* **REQUIRED TASK**:
From the GVN commit notice, extract word for word the stretch from "[llvm-commits] [llvm] r48280" through "out the trap-safety.".

* **PROVIDED TEXT**:
## start
[llvm-commits] [llvm] r48280 - in /llvm/trunk: lib/Transforms/Scalar/GVN.cpp test/Transforms/GVN/2008-02-24-MultipleUseofSRet.ll

Wed Mar 12 00:37:45 PDT 2008

Author: resistor
Date: Wed Mar 12 02:37:44 2008
New Revision: 48280

URL: http://llvm.org/viewvc/llvm-project?rev=48280&view=rev
Log:
Improve the return slot optimization to be both more aggressive (not limited to sret parameters), and 
safer (when the passed pointer might be invalid).  Thanks to Duncan and Chris for the idea behind this, 
and extra thanks to Duncan for helping me work out the trap-safety.

Modified:
    llvm/trunk/lib/Transforms/Scalar/GVN.cpp
    llvm/trunk/test/Transforms/GVN/2008-02-24-MultipleUseofSRet.ll

Modified: llvm/trunk/lib/Transforms/Scalar/GVN.cpp
URL: http://llvm.org/viewvc/llvm-project/llvm/trunk/lib/Transforms/Scalar/GVN.cpp?rev=48280&r1=48279&r2=48280&view=diff

==============================================================================

--- llvm/trunk/lib/Transforms/Scalar/GVN.cpp (original)
## end
* **EXCERPTED DATA**:
## start
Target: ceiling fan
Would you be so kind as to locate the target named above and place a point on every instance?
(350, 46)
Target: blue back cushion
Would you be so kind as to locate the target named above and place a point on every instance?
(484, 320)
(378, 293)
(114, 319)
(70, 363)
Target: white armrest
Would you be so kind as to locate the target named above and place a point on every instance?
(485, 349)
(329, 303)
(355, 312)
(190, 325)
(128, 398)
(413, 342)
## end
## start
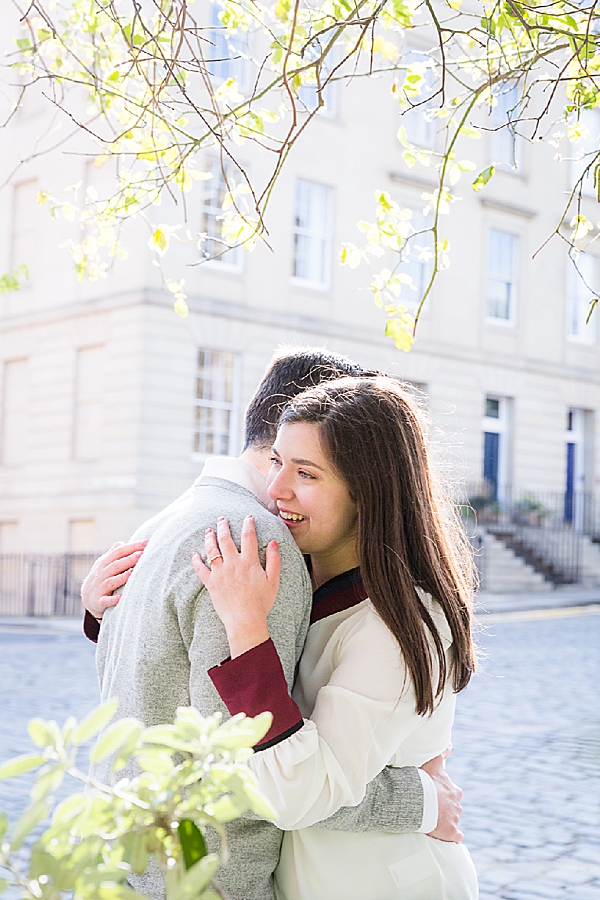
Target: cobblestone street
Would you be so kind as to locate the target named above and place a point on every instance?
## end
## start
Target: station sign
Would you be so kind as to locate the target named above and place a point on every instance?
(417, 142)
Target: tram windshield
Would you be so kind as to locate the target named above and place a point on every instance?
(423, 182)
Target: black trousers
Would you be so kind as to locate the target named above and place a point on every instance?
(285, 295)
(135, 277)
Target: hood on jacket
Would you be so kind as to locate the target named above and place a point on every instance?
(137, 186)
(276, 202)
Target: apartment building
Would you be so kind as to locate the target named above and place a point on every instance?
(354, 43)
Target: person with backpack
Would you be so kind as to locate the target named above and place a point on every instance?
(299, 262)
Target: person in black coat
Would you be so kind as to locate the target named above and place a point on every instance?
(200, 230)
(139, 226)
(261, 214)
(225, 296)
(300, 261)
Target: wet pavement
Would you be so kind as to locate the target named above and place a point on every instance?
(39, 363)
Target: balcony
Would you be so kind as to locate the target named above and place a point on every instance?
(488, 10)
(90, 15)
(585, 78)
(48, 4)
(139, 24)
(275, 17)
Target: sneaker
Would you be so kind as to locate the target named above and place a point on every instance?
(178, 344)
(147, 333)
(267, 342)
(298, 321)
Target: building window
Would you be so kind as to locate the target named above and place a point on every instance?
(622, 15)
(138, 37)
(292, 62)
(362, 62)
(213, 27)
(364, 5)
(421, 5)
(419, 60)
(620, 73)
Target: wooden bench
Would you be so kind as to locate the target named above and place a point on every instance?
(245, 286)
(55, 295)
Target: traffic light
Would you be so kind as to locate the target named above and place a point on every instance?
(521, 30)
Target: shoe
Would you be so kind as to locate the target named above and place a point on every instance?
## end
* **RESULT**:
[llvm-commits] [llvm] r48280 - in /llvm/trunk: lib/Transforms/Scalar/GVN.cpp test/Transforms/GVN/2008-02-24-MultipleUseofSRet.ll

Wed Mar 12 00:37:45 PDT 2008

Author: resistor
Date: Wed Mar 12 02:37:44 2008
New Revision: 48280

URL: http://llvm.org/viewvc/llvm-project?rev=48280&view=rev
Log:
Improve the return slot optimization to be both more aggressive (not limited to sret parameters), and 
safer (when the passed pointer might be invalid).  Thanks to Duncan and Chris for the idea behind this, 
and extra thanks to Duncan for helping me work out the trap-safety.